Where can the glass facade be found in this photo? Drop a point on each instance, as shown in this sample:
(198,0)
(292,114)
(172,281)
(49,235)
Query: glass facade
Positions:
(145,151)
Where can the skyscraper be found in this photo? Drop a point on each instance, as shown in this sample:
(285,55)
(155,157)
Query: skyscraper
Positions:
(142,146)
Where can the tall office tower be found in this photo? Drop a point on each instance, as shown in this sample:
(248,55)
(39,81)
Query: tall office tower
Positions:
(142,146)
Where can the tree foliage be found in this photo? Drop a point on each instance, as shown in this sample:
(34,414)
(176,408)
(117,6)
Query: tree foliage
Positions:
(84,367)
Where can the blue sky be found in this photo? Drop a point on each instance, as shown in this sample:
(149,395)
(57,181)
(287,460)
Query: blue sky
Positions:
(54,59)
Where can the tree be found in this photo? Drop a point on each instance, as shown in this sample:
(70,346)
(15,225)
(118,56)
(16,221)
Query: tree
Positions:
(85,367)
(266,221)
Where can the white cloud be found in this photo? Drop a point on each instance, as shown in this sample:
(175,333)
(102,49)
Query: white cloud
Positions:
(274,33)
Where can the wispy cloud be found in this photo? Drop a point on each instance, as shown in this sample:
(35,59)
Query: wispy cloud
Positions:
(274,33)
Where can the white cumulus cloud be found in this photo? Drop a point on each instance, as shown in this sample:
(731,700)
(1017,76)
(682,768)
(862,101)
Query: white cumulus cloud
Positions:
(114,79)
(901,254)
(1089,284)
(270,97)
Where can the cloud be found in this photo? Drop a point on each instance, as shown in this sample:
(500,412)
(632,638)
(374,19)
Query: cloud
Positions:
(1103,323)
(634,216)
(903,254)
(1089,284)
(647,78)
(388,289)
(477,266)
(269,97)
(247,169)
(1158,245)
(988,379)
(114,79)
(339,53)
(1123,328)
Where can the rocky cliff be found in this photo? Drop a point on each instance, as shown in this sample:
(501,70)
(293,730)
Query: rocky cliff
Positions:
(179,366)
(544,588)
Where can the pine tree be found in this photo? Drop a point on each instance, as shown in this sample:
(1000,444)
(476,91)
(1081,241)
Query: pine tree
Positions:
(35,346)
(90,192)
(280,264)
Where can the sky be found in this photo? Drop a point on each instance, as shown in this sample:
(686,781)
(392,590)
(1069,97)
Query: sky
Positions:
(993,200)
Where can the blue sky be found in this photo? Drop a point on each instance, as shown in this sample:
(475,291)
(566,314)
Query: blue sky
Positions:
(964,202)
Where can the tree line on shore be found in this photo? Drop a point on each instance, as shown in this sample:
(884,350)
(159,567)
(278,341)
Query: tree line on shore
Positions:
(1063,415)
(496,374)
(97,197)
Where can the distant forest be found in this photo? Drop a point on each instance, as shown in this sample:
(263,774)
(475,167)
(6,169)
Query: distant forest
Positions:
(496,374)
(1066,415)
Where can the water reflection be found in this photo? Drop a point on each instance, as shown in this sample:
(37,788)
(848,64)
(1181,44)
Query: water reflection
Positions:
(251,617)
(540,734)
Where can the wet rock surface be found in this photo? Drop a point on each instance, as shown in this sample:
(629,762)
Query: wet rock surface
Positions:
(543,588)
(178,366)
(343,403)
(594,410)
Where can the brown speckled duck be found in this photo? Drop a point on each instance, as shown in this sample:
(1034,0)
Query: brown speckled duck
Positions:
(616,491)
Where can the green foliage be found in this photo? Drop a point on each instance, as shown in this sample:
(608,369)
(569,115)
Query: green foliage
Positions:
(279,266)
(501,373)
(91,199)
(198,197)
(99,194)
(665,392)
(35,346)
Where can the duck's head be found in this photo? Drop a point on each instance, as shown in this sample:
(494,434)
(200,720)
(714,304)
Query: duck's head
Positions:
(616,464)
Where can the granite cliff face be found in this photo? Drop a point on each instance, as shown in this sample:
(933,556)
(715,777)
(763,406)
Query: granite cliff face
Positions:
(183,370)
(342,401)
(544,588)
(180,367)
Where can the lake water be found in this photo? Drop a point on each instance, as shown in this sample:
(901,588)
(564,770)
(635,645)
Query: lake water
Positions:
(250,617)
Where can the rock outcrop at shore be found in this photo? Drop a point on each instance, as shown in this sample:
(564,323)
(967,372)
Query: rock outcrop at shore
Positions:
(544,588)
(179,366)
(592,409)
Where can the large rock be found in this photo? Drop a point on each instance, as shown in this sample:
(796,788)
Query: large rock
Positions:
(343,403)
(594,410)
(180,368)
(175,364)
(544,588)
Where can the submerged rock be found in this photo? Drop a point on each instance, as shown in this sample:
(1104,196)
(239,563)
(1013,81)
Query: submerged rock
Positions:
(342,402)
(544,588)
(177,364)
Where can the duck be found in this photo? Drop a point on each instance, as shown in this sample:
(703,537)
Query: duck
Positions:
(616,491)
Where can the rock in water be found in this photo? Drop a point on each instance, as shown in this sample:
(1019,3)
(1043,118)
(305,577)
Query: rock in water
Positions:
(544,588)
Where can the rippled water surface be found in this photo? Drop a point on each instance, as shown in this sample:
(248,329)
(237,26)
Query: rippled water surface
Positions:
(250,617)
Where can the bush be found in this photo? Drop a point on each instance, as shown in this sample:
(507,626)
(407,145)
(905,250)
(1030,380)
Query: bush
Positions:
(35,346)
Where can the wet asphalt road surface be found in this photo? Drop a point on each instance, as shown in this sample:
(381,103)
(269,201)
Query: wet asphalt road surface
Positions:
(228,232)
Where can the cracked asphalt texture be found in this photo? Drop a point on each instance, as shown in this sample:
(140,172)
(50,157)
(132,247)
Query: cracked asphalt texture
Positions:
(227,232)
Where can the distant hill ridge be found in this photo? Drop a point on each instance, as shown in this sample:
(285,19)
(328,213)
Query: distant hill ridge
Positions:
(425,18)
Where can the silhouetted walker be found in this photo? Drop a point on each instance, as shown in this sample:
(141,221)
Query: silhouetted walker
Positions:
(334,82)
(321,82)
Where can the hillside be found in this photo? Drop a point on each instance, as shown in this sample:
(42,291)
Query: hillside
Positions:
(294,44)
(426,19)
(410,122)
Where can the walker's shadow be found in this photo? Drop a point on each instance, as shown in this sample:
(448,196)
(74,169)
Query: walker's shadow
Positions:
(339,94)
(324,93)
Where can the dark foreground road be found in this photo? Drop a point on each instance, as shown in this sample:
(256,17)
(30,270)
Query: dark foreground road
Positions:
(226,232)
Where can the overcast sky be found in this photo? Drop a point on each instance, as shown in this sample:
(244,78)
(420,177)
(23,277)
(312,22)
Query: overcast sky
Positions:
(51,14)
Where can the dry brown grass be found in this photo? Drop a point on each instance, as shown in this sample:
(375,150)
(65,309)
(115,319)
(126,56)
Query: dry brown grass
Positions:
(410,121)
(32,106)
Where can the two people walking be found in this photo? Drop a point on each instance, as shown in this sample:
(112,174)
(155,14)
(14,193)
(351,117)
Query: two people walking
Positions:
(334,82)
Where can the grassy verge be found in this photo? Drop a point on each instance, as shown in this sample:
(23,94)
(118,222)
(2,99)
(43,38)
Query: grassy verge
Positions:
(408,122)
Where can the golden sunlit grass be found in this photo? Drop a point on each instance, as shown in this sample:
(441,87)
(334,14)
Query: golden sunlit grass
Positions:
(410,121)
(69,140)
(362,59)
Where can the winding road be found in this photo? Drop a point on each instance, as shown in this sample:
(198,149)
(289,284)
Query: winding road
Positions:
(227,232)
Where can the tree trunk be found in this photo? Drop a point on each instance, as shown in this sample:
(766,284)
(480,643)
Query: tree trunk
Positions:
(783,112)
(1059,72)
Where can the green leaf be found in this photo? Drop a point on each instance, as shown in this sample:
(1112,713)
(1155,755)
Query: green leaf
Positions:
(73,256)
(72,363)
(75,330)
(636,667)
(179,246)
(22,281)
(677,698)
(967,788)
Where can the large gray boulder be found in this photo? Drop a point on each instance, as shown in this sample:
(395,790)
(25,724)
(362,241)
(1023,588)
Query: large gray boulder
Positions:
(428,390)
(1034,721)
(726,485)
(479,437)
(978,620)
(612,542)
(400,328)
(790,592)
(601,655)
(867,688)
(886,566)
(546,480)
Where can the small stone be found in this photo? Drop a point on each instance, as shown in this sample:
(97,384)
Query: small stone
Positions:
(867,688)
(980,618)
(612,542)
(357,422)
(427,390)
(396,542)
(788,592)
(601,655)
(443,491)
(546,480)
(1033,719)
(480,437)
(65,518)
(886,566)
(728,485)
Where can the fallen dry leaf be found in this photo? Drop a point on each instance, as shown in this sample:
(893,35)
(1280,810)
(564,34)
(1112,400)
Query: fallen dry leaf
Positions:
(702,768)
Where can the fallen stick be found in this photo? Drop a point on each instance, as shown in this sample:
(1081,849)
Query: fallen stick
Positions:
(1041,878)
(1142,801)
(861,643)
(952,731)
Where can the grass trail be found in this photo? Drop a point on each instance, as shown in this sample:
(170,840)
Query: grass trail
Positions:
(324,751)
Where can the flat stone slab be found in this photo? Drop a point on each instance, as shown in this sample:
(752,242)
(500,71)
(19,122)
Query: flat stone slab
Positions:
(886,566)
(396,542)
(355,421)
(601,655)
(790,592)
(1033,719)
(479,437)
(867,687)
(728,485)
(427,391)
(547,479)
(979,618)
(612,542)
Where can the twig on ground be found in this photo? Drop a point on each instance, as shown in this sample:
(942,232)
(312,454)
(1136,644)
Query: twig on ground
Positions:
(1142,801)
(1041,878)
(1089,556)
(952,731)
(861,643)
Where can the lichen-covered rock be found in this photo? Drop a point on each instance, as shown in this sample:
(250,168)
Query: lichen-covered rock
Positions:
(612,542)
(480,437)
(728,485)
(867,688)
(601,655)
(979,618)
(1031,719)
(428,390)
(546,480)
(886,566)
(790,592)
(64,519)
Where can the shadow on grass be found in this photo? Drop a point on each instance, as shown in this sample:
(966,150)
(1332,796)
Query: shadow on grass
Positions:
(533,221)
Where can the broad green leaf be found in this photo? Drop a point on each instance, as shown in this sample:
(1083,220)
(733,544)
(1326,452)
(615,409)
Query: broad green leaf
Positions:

◇ ◇ ◇ ◇ ◇

WHAT THE EXERCISE ASKS> Looking at the records above, work out how many lines include the string "water". Give the number and nothing else.

ANSWER SPACE> 8